* [Required task]:
Set down each entry from the block beneath, exactly as written.

Object pointing dataset rows:
** start **

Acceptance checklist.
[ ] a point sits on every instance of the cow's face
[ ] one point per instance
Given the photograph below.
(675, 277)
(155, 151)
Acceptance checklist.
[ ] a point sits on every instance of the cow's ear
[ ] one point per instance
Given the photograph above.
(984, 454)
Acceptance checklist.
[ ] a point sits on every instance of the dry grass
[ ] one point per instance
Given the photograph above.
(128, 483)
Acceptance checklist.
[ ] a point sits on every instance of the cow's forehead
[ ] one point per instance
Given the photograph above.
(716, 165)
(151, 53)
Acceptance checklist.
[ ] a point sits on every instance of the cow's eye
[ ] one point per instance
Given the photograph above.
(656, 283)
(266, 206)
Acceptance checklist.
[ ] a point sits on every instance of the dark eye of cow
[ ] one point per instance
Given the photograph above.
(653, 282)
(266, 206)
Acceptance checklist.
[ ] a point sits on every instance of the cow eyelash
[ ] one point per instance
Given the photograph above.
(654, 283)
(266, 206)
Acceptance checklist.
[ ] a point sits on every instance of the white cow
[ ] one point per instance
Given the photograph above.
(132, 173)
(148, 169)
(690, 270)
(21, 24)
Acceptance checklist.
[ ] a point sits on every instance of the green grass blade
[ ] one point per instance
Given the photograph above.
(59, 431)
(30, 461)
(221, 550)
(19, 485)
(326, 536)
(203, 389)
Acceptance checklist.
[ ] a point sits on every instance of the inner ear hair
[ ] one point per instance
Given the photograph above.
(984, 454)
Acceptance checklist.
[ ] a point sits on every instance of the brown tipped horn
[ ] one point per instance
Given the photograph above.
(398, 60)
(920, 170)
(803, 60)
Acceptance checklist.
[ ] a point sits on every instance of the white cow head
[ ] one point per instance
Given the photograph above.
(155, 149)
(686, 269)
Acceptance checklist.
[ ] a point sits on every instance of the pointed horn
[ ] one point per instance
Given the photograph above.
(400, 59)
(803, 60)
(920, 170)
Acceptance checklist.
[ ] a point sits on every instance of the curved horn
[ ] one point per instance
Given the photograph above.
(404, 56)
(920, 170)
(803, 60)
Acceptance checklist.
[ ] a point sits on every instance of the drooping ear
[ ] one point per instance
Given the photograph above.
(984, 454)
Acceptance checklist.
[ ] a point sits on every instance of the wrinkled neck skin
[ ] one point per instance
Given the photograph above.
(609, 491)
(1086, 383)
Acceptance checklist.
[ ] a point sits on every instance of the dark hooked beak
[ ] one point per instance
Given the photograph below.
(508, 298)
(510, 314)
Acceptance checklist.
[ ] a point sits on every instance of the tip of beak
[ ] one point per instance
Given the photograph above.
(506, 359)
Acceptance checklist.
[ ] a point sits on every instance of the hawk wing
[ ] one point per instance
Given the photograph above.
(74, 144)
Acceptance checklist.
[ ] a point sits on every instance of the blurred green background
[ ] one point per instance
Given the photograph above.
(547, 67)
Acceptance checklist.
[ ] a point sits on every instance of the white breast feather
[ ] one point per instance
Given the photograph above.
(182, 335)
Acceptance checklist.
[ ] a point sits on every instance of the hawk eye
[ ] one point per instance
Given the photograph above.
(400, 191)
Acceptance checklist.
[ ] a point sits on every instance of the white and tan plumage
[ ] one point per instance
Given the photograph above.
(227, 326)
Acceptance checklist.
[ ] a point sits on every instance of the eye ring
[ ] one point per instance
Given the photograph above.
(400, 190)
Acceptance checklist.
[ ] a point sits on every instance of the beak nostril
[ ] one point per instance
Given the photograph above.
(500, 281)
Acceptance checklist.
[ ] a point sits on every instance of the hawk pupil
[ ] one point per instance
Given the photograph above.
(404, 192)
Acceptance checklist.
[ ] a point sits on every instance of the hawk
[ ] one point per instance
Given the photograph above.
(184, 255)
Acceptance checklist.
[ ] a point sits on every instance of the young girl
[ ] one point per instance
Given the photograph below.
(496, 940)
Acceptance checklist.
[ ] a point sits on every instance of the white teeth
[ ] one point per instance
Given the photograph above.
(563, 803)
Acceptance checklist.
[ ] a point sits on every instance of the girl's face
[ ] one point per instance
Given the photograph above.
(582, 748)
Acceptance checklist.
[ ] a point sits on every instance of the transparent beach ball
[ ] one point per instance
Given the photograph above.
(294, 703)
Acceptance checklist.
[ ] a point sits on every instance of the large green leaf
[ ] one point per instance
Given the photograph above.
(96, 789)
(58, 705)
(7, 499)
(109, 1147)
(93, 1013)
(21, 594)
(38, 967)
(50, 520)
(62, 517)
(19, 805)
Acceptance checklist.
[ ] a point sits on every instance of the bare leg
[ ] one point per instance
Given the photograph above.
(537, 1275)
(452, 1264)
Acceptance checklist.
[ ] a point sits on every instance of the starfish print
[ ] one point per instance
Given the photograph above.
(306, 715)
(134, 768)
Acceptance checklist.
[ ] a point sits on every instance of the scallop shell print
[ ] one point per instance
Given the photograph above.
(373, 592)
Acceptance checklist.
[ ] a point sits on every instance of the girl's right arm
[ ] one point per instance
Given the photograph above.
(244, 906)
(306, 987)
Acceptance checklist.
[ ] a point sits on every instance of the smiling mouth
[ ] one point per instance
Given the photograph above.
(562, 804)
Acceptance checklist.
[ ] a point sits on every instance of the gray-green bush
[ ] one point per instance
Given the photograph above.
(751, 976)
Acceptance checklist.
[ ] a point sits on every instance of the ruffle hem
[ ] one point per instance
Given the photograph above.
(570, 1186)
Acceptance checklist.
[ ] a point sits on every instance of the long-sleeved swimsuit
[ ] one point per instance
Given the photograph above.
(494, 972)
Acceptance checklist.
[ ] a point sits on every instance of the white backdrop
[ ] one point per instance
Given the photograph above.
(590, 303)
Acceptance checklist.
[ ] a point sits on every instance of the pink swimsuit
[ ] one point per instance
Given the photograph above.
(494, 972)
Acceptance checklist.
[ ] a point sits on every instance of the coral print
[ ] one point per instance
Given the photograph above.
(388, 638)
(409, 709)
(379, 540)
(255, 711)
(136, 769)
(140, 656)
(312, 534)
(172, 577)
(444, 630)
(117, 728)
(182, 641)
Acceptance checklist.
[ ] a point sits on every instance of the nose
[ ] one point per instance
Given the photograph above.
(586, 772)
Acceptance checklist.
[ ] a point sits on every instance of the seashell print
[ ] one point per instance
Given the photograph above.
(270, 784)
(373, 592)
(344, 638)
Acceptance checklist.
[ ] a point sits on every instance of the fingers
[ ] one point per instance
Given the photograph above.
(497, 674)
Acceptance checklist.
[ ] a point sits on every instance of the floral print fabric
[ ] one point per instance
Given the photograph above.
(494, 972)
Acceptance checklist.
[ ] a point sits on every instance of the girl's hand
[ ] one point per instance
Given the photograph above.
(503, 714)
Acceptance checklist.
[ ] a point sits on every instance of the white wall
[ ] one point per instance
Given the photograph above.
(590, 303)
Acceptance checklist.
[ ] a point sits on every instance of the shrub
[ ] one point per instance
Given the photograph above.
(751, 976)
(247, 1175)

** end **

* [Task output]:
Acceptance checklist.
[ ] a point sits on every instance of the cow's face
[ ] one point per instance
Given the photograph below.
(675, 277)
(155, 151)
Acceptance checklist.
[ ] a point sits on every instance of the cow's ear
[ ] one point per instance
Given the photograph above.
(984, 454)
Acceptance checklist.
[ ] a point sits on every instance of the dry grass
[ ] one point per instance
Given the photograph above.
(128, 483)
Acceptance checklist.
[ ] a point sits on every instance of the cow's forehead
[ ] one point per instance
Given the photograph above.
(716, 165)
(151, 53)
Acceptance checklist.
[ ] a point sits on every instance of the cow's eye
[ ] one point per instance
Given the photograph above.
(656, 283)
(266, 206)
Acceptance checklist.
[ ] a point sits on every instance of the dark eye of cow
[ ] one point per instance
Given the photograph above.
(653, 282)
(266, 206)
Acceptance checklist.
[ ] a point sits on every instance of the cow eyelash
[ ] one point per instance
Given the photograph above.
(654, 283)
(266, 206)
Acceptance checklist.
[ ] a point sits on every instance of the white cow
[ ] one point per instance
Given the photograph above.
(132, 173)
(148, 169)
(690, 270)
(21, 24)
Acceptance checklist.
[ ] a point sits on every instance of the green grass blade
[ ] one point per instance
Given the photograph above.
(59, 431)
(30, 461)
(221, 550)
(19, 485)
(326, 536)
(203, 389)
Acceptance checklist.
[ ] a point sits on every instance of the inner ear hair
[ ] one point per instance
Given the photograph above.
(984, 454)
Acceptance checklist.
[ ] a point sits on every instance of the brown tipped horn
[ ] one point per instance
Given the photograph above.
(398, 60)
(920, 170)
(803, 60)
Acceptance checklist.
[ ] a point sits on every instance of the white cow head
[ ] one point per instance
Given the photograph above.
(155, 149)
(686, 269)
Acceptance checklist.
[ ] a point sits on every instance of the pointed horn
[ ] one point per instance
Given the photograph above.
(400, 59)
(803, 60)
(920, 170)
Acceptance checklist.
[ ] a point sits on every instance of the curved horn
[ ] one point per instance
Given the photograph above.
(404, 56)
(920, 170)
(803, 60)
Acceptance checklist.
[ ] a point sits on every instance of the drooping ear
[ ] one point per instance
Given the photograph above.
(984, 454)
Acceptance checklist.
[ ] a point sits on every instance of the wrinkled neck skin
[ ] one point per instance
Given the photograph above.
(609, 491)
(1086, 383)
Acceptance checklist.
[ ] a point sits on every instance of the dark hooked beak
[ ] one point per instance
Given the photograph below.
(508, 298)
(510, 314)
Acceptance checklist.
[ ] a point sits on every instance of the tip of beak
[ ] one point per instance
Given the photograph above.
(506, 359)
Acceptance checklist.
[ ] a point sits on every instance of the hawk wing
[ ] one point per instance
Given the photograph above.
(74, 144)
Acceptance checklist.
[ ] a point sits on every instance of the blurred green background
[ ] one point per instance
Given the photograph above.
(547, 67)
Acceptance checklist.
[ ] a point sits on every instance of the white breast feather
[ ] one point per instance
Given the photograph above.
(182, 335)
Acceptance checklist.
[ ] a point sits on every instance of the hawk eye
[ ] one point per instance
Given the photograph above.
(400, 191)
Acceptance checklist.
[ ] a point sits on every instance of the white and tan plumage
[ ] one point per instance
Given the photograph above.
(227, 326)
Acceptance checklist.
[ ] a point sits on every instance of the eye ring
[ ] one point per instance
Given the photograph above.
(400, 190)
Acceptance checklist.
[ ] a point sits on every instance of the beak nostril
[ ] one point per instance
Given the photograph above.
(500, 281)
Acceptance checklist.
[ ] a point sits on every instance of the hawk pupil
[ ] one point per instance
Given the photograph above.
(404, 192)
Acceptance checklist.
[ ] a point sits on every instance of the hawk
[ ] one point per instance
Given the photograph above.
(184, 255)
Acceptance checklist.
[ ] a point sits on every instance of the young girl
[ ] one point per instance
Given the photograph below.
(496, 940)
Acceptance checklist.
[ ] a point sits on every instance of the white teeth
[ ] one point per instance
Given the photograph above.
(563, 803)
Acceptance checklist.
[ ] a point sits on every instance of the girl's face
[ ] one point per instance
Given the photograph above.
(582, 748)
Acceptance checklist.
[ ] a point sits on every instance of the transparent beach ball
[ ] one point per instance
Given the photograph above.
(294, 703)
Acceptance checklist.
[ ] a point sits on every instance of the large green leaf
[ ] one point per instance
Given the photograph above.
(96, 789)
(58, 705)
(7, 499)
(109, 1147)
(93, 1013)
(21, 594)
(38, 967)
(50, 520)
(62, 517)
(19, 805)
Acceptance checklist.
[ ] a point sits on every instance of the bare leg
[ ] one point per instance
Given the photograph above.
(537, 1275)
(452, 1264)
Acceptance checklist.
[ ] a point sits on every instance of the starfish print
[ ] one point per instance
Given the photograph above.
(306, 715)
(134, 768)
Acceptance checklist.
[ ] a point sits on every instance of the scallop shell print
[ ] one point per instance
Given the photograph above.
(373, 592)
Acceptance checklist.
[ ] a point sits on every instance of the girl's right arm
[ ] one point per instance
Given the photograph above.
(244, 906)
(306, 987)
Acceptance checklist.
[ ] a point sits on every instance of the smiling mouth
[ ] one point per instance
Given the photograph above.
(562, 804)
Acceptance checklist.
[ ] a point sits on every instance of the gray-green bush
[ ] one point per instance
Given the photograph above.
(751, 976)
Acceptance checklist.
[ ] a point sits on every instance of the ruffle hem
[ ] one point per instance
Given the photograph above.
(570, 1186)
Acceptance checklist.
[ ] a point sits on every instance of the long-sleeved swimsuit
[ ] one point per instance
Given the photograph above.
(494, 972)
Acceptance checklist.
[ ] a point sits on every instance of the white backdrop
[ ] one point per instance
Given the photograph above.
(590, 303)
Acceptance checklist.
[ ] a point sits on every instance of the pink swimsuit
[ ] one point per instance
Given the photograph above.
(494, 972)
Acceptance checklist.
[ ] a point sits on every instance of the coral print
[ ] one point per instance
Given the photograph above.
(388, 638)
(409, 709)
(379, 540)
(255, 711)
(136, 769)
(140, 656)
(312, 534)
(172, 577)
(444, 630)
(117, 728)
(182, 641)
Acceptance checklist.
[ ] a point sits on every instance of the nose
[ ] one point per instance
Given the photograph above.
(586, 772)
Acceptance checklist.
[ ] a point sits on every instance of the seashell print
[ ] one point per instance
Given the photograph above.
(270, 784)
(373, 592)
(344, 638)
Acceptance checklist.
[ ] a point sits on every instance of the fingers
[ ] one point per instance
Given the photograph above.
(497, 674)
Acceptance checklist.
[ ] a point sits on every instance of the floral print fabric
[ ] one point per instance
Given the photograph above.
(494, 972)
Acceptance checklist.
[ ] a point sits on every instance of the girl's hand
[ ] one point per instance
Given the photograph above.
(503, 714)
Acceptance checklist.
[ ] a point sits on every instance of the white wall
[ ] one point per instance
Given the photograph above.
(590, 303)
Acceptance checklist.
[ ] a point sits on every instance of the shrub
[ ] one point per instance
Given the photograph above.
(751, 976)
(247, 1175)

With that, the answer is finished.